- **Source document**

▶

The underdog climb earns its payoff

Plenty of progression books promise the floor-to-ceiling arc and then hand the lead a cheat that does the work. This one makes Rei pay. He starts as the weakest cadet at the Galens Institute, an elite military academy, with specs that should wash him out, and he gets there on that one growth rating and a lot of grinding. The win condition early is preparation and reading his opponent, not raw output, and the books stay honest about the cost of every gap he closes. By the time he is a genuine threat on the tournament circuit, you have watched him bleed for the rank, and that is the note this genre promises and so rarely lands cleanly. The community keeps coming back to this feeling, and on this point they are right.

The worldbuilding carries more weight than the academy premise suggests. The Galens Institute feels lived-in, the System Combat Tournament circuit gives the setting real cultural stakes, and the AI threat in the wider war keeps a floor of sci-fi tension under what is otherwise a school story. The found-group around Rei earns its beats, relationships built under pressure rather than warmth dropped in to soften the page count.

What the climb costs you

Length is the first toll, and it is steep. Each book runs roughly 34 hours, and both could lose a tenth of that without missing anything. The same training cycles get re-described and the combat rules get re-explained past the point of paying for themselves. When those sequences build to a result, the detail is the appeal; when they iterate for their own sake, the middle of each book drags and a stat-forward reader feels the wheels spinning.

Then there is the wait. Three years separated book 1 and book 2, and book 3 has been "2026" with no firm date for a while. This is the loudest complaint the community has, by a distance, and it is fair: starting Stormweaver means buying into a slow drip with two books in hand and no ending in sight. The author posts rough-draft chapters on Patreon between releases, which helps some and frustrates the ones who would rather not be spoiled in pieces. Weigh the schedule before you start.

Book 2 carries two more costs. No clear villain steps up to give the back half a spine, so the stakes lean on tournament drama and an abstract war over a present threat. And the romance subplot in Fire and Song split the community hard, enough that even Will Wight, whose blurb sells the series, knocked it in his own review. If a divisive pairing or a missing villain would sour a long read for you, know it is coming.

The audio is the way in

Luke Daniels narrates both books for Podium Audio, and he is the format I would steer you to first. He keeps the dense spec reads and rank breakdowns listenable, the whole test for a series that lives on its stat sheet, and he holds a wide cadet ensemble apart across roughly 66 hours. If the page-side detail would lose you, the narration carries it better than the run time suggests. Narration earns a 9.

◀

- **Recorded information**
▶

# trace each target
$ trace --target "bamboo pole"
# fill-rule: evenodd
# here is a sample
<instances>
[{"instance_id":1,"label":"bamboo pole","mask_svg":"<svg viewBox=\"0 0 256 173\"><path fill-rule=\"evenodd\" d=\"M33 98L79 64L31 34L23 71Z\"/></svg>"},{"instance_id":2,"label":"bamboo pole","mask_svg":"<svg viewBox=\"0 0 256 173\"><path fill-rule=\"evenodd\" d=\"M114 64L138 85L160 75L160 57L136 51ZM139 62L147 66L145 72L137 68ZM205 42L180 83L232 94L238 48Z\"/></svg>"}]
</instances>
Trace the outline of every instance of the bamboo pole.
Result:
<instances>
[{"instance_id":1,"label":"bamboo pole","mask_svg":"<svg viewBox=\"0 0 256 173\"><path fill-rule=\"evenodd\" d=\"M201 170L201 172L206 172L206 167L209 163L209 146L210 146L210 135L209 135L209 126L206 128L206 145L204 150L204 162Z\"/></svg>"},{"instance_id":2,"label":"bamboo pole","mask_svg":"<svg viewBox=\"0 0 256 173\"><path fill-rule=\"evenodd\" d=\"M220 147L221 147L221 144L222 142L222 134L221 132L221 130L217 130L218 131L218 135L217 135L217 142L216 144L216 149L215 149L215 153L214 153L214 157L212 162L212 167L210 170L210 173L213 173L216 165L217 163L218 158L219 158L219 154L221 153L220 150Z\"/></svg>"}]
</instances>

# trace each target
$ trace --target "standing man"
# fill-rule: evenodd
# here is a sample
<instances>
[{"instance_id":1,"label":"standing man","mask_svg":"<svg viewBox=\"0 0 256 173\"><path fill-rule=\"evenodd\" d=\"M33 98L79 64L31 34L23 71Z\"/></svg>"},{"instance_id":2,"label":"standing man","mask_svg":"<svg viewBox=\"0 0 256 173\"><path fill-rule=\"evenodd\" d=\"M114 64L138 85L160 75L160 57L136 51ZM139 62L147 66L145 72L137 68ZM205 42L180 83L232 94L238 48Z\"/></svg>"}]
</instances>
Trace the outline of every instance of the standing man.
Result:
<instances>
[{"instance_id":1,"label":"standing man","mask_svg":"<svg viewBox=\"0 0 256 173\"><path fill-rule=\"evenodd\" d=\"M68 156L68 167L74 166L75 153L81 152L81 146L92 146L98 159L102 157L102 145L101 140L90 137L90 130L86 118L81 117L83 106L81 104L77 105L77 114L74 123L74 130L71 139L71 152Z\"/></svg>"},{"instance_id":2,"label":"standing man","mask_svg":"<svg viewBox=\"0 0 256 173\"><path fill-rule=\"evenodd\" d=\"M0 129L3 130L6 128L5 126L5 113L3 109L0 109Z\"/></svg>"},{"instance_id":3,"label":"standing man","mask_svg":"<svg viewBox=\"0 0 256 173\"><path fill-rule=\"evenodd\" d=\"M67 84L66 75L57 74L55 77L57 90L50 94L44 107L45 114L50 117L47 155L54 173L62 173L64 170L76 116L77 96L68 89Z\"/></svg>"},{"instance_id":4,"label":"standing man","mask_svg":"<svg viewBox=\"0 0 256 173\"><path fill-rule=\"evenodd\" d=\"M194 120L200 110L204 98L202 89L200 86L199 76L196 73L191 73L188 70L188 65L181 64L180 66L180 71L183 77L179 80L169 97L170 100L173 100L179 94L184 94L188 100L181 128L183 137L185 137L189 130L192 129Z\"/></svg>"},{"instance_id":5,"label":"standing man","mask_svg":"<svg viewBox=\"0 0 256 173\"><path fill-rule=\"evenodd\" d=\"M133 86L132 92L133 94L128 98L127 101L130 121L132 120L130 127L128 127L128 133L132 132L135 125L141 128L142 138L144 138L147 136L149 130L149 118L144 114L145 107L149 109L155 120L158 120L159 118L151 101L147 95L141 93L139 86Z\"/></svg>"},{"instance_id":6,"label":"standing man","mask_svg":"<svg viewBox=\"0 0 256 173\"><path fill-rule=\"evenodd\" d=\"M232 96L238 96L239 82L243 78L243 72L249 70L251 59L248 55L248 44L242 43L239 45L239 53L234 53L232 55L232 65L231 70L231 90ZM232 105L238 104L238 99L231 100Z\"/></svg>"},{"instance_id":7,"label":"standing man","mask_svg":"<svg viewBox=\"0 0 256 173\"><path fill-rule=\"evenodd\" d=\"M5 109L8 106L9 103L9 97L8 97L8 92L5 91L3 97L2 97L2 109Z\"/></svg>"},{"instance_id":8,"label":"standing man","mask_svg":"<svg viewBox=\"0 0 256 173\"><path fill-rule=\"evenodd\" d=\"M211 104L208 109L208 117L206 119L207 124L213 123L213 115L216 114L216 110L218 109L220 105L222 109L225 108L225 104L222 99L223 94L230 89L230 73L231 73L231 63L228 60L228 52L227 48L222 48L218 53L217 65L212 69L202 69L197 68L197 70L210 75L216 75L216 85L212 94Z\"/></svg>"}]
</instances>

◀

- **Instructions to follow**
Answer these questions from the review above, one line each.
(a) What institution does Rei start out at?
(b) How many years separated book 1 and book 2?
(c) Who narrates both books, and for which company?

- **Task response**
(a) The Galens Institute, an elite military academy.
(b) Three years.
(c) Luke Daniels, for Podium Audio.